→ **What you need to do**
Reproduce the item lines below with no changes, starting at the line that contains "stone boundary wall -> outlines" and stopping after the line that contains "215L11 215L9 223L46".

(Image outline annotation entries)
━━━━━━━━━━

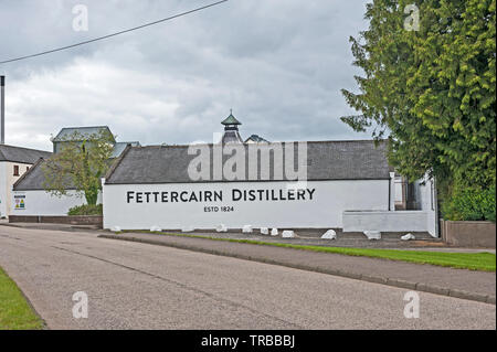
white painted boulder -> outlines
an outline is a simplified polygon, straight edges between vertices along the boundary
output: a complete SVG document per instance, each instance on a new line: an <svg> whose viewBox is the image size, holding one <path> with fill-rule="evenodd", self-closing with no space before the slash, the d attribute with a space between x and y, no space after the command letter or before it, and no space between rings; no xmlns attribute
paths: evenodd
<svg viewBox="0 0 497 352"><path fill-rule="evenodd" d="M337 239L337 233L334 230L328 230L322 236L322 239Z"/></svg>
<svg viewBox="0 0 497 352"><path fill-rule="evenodd" d="M283 238L295 238L295 232L286 230L282 234Z"/></svg>
<svg viewBox="0 0 497 352"><path fill-rule="evenodd" d="M224 224L220 224L218 225L218 227L215 227L216 232L228 232L228 227Z"/></svg>
<svg viewBox="0 0 497 352"><path fill-rule="evenodd" d="M416 237L413 234L406 234L406 235L403 235L401 237L401 239L402 241L413 241L413 239L416 239Z"/></svg>
<svg viewBox="0 0 497 352"><path fill-rule="evenodd" d="M371 239L381 239L381 232L379 232L379 231L364 231L364 235L370 241Z"/></svg>

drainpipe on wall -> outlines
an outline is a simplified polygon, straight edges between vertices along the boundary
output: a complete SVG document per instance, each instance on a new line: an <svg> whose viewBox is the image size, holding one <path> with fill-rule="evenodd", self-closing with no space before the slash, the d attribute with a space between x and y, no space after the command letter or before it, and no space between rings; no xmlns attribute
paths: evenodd
<svg viewBox="0 0 497 352"><path fill-rule="evenodd" d="M390 172L389 179L389 212L395 211L395 172Z"/></svg>
<svg viewBox="0 0 497 352"><path fill-rule="evenodd" d="M0 76L0 96L1 96L1 103L0 103L0 129L1 129L1 136L0 136L0 143L6 143L6 76Z"/></svg>

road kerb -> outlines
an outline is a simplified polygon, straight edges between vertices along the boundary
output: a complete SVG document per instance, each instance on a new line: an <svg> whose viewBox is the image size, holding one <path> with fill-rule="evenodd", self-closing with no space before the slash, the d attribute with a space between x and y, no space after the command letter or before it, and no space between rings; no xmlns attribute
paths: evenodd
<svg viewBox="0 0 497 352"><path fill-rule="evenodd" d="M173 247L173 248L178 248L178 249L187 249L187 250L192 250L192 252L200 252L200 253L207 253L207 254L212 254L212 255L233 257L233 258L237 258L237 259L258 262L258 263L271 264L271 265L279 265L279 266L285 266L285 267L289 267L289 268L294 268L294 269L315 271L315 273L339 276L339 277L362 280L362 281L368 281L368 282L373 282L373 284L380 284L380 285L385 285L385 286L391 286L391 287L396 287L396 288L402 288L402 289L410 289L410 290L423 291L423 292L429 292L429 294L438 295L438 296L447 296L447 297L454 297L454 298L459 298L459 299L485 302L485 303L490 303L494 306L496 305L495 296L485 296L485 295L480 295L480 294L466 292L466 291L462 291L462 290L438 287L438 286L433 286L433 285L427 285L427 284L422 284L422 282L410 282L410 281L405 281L405 280L391 279L391 278L385 278L385 277L381 277L381 276L361 275L361 274L357 274L357 273L326 269L326 268L320 268L320 267L311 267L311 266L306 266L306 265L300 265L300 264L283 263L283 262L277 262L277 260L267 259L267 258L254 258L251 256L228 253L224 250L207 249L207 248L202 248L199 246L190 246L190 245L184 245L184 244L165 243L161 241L155 241L155 239L148 239L148 238L124 237L124 236L119 236L119 235L107 235L107 234L98 235L98 237L107 238L107 239L138 242L138 243L145 243L145 244L150 244L150 245Z"/></svg>

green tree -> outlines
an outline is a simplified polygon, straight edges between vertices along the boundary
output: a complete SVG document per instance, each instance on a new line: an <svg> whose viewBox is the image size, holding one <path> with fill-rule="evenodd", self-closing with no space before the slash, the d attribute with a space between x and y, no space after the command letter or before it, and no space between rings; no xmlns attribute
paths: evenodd
<svg viewBox="0 0 497 352"><path fill-rule="evenodd" d="M44 189L57 196L67 195L68 190L75 189L87 204L96 204L102 190L101 178L109 168L113 139L108 131L91 136L76 131L65 138L61 150L42 164Z"/></svg>
<svg viewBox="0 0 497 352"><path fill-rule="evenodd" d="M417 31L408 31L415 2ZM389 160L402 174L437 177L448 193L488 189L496 164L496 1L374 0L369 29L351 38L359 93L343 89L361 115L357 131L389 135Z"/></svg>

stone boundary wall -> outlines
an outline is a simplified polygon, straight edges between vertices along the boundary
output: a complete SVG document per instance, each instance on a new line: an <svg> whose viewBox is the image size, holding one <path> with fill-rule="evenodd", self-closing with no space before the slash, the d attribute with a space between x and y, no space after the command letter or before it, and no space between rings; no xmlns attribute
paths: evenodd
<svg viewBox="0 0 497 352"><path fill-rule="evenodd" d="M495 248L496 226L486 221L441 220L442 238L461 247Z"/></svg>
<svg viewBox="0 0 497 352"><path fill-rule="evenodd" d="M49 215L11 215L9 223L46 223L71 225L96 225L102 227L104 217L99 215L49 216Z"/></svg>

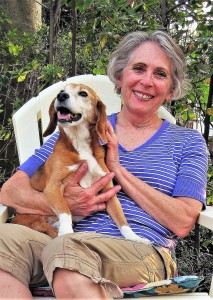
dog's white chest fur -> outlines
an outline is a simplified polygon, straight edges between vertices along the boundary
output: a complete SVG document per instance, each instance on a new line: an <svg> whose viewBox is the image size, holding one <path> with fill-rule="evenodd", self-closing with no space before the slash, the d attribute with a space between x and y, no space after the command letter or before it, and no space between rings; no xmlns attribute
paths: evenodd
<svg viewBox="0 0 213 300"><path fill-rule="evenodd" d="M64 131L72 141L74 148L78 151L80 159L87 162L88 171L82 178L80 185L84 188L89 187L92 183L106 175L106 172L101 169L92 154L90 132L85 124L69 129L64 128ZM69 166L68 168L69 170L76 171L79 165Z"/></svg>

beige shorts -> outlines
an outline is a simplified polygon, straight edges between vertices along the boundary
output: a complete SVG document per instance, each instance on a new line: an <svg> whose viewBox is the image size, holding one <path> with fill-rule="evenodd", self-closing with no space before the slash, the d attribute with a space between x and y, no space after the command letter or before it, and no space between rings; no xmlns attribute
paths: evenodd
<svg viewBox="0 0 213 300"><path fill-rule="evenodd" d="M56 268L90 277L116 297L122 287L176 274L175 262L162 248L93 232L51 239L24 226L0 225L0 269L35 287L51 286Z"/></svg>

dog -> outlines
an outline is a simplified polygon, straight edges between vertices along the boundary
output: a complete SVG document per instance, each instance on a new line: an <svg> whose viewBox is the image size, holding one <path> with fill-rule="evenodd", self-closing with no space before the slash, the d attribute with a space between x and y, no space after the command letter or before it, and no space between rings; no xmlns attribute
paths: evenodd
<svg viewBox="0 0 213 300"><path fill-rule="evenodd" d="M74 83L66 85L52 101L49 116L50 122L44 136L52 134L58 125L59 137L52 154L31 178L31 185L44 193L57 220L51 216L17 214L12 222L55 238L73 233L73 216L63 198L68 177L76 172L82 162L88 164L88 171L80 181L84 188L109 172L105 164L105 150L100 144L100 140L107 143L107 117L106 107L97 94L88 86ZM103 191L111 187L112 182ZM131 230L117 196L107 201L106 210L124 238L150 243Z"/></svg>

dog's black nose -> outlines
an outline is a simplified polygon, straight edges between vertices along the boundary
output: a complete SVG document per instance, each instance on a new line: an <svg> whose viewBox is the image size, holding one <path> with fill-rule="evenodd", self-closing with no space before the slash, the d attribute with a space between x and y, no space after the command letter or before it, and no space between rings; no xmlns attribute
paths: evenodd
<svg viewBox="0 0 213 300"><path fill-rule="evenodd" d="M57 100L59 102L63 102L65 101L66 99L69 98L69 95L67 93L64 93L64 92L60 92L58 95L57 95Z"/></svg>

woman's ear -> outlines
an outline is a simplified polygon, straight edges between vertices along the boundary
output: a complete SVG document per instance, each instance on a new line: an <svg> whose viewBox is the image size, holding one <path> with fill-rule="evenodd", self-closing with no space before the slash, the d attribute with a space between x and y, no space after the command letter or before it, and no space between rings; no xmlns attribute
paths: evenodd
<svg viewBox="0 0 213 300"><path fill-rule="evenodd" d="M96 131L98 133L99 138L102 142L107 143L107 136L106 136L106 106L103 104L101 100L97 101L97 122L96 122Z"/></svg>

━━━━━━━━━━

→ **Task output**
stone boundary wall -> outlines
an outline is a simplified polygon, straight edges between vertices along the boundary
output: a complete SVG document per instance, each instance on a new line: an <svg> whose viewBox is the image size, holding one <path> with fill-rule="evenodd", self-closing with no space before the slash, the d attribute with a space between x and y, no space after the command letter or before it, and no space between rings; no xmlns attribute
paths: evenodd
<svg viewBox="0 0 497 352"><path fill-rule="evenodd" d="M495 248L496 226L486 221L441 220L442 238L461 247Z"/></svg>
<svg viewBox="0 0 497 352"><path fill-rule="evenodd" d="M49 215L11 215L9 223L46 223L71 225L96 225L102 227L104 217L99 215L49 216Z"/></svg>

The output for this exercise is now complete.